*** Source passage ***

The Oparin-Haldane hypothesis, and Miller's experiment were major contributions to the understanding of the material basis of life. However, after the discovery of the genetic code, it became obvious that it is much simpler to synthesise the simple building blocks of life, than to assemble them in units that are capable of evolution. The RNA world has become one of the central paradigms for this early stage of life, but how it emerged remains unexplained. The origin of genetic code is one of the most puzzling questions about the transition from this RNA world to the modern modes of life. The pervasiveness of the genetic code in the tree of life, with its minor deviations, suggests that it must date back to the last universal common ancestor.

The hypothesis presented in this article complements the current understanding stating that the amino acids and proto-adapters were added to the code in pairs [6, 44, 45]. Stickland pairing is an appealing candidate mechanism because (a) it imposes constraints to the amino acids to be assigned to newly evolved proto-adapter pairs, and (b) it favours redundancy by assigning good electron donors or acceptors to proto-adapters in a way that allows it to react with several amino acids with complementary Stickland role. The evidence that supports or that is in favour of the hypothesis can be summarised in the following points:

  • Bacteria of the genus Clostridium employ pairs of amino acids as energy sources.

  • The energetic yield of amino acid fermentation is comparable to that of carbohydrate fermentation [36].

  • In the abiotic syntheses of amino acids, Stickland pairs are readily produced.

*** Recorded data ***

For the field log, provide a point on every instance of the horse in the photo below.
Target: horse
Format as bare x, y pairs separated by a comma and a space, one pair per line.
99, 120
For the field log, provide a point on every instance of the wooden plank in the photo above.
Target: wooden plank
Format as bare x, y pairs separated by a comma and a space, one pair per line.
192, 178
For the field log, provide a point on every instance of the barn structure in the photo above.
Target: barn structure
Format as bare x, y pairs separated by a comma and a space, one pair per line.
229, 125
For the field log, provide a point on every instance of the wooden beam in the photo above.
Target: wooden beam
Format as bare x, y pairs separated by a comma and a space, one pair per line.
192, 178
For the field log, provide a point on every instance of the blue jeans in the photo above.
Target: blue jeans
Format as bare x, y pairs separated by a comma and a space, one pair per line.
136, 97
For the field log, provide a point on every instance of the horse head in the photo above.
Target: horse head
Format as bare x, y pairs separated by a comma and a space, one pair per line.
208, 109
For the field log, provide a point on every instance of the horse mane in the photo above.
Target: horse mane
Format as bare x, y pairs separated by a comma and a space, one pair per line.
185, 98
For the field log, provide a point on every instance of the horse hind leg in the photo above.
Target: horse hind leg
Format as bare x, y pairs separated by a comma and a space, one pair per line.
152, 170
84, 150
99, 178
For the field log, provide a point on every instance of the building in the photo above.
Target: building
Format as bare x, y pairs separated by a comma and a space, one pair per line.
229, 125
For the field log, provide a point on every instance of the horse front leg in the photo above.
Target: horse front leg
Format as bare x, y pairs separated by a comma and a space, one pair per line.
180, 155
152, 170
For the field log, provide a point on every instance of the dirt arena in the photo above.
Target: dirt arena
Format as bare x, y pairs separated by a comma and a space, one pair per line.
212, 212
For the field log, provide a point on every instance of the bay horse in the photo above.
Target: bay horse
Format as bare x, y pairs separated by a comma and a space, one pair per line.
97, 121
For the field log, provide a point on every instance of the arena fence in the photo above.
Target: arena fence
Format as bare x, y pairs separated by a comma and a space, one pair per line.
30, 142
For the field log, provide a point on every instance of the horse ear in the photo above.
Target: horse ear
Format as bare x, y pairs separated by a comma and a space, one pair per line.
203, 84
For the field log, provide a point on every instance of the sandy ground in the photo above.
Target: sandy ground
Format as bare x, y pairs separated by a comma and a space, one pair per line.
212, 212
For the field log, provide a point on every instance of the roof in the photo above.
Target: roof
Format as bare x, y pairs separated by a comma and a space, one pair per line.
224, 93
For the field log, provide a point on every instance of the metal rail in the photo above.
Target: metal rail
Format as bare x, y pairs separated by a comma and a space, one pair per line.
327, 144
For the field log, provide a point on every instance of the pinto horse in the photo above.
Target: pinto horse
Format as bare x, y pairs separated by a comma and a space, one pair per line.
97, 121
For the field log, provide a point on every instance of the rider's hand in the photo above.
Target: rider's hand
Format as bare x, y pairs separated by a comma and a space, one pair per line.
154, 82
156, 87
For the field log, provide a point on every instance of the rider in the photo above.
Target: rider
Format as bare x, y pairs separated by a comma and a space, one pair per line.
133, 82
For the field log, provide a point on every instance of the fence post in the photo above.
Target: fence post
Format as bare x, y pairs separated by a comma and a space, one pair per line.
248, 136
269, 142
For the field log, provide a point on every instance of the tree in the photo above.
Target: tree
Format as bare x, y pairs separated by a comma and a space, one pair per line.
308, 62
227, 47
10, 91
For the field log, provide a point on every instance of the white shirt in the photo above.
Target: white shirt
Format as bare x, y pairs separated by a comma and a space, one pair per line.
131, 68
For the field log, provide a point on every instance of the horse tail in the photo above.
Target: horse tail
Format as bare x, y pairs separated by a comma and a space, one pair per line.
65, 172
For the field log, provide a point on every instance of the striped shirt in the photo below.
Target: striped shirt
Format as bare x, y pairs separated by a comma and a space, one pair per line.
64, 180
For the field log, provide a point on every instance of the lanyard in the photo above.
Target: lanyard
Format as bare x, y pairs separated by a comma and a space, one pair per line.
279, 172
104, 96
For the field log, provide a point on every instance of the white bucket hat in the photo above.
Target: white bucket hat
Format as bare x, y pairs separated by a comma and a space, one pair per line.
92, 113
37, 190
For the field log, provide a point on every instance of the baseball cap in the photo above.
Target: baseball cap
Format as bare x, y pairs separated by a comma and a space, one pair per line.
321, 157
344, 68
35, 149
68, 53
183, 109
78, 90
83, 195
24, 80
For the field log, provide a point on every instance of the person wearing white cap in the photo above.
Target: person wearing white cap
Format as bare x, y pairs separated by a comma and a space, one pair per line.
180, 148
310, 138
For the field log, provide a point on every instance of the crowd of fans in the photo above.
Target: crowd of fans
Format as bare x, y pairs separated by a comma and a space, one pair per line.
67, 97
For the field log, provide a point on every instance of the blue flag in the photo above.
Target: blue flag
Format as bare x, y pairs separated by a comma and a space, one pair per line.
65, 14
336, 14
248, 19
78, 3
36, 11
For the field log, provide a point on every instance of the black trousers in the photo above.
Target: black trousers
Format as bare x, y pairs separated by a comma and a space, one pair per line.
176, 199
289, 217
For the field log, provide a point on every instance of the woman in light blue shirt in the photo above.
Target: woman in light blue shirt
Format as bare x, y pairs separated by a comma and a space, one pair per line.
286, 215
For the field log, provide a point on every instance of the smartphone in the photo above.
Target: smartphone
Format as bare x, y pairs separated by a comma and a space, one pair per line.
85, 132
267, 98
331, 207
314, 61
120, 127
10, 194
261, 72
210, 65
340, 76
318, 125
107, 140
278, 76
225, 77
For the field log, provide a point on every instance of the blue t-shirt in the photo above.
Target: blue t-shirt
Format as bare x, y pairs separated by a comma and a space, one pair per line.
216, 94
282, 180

***

**Task:**
According to the source passage, bacteria of which genus use pairs of amino acids as energy sources?

**Exercise answer:**
Clostridium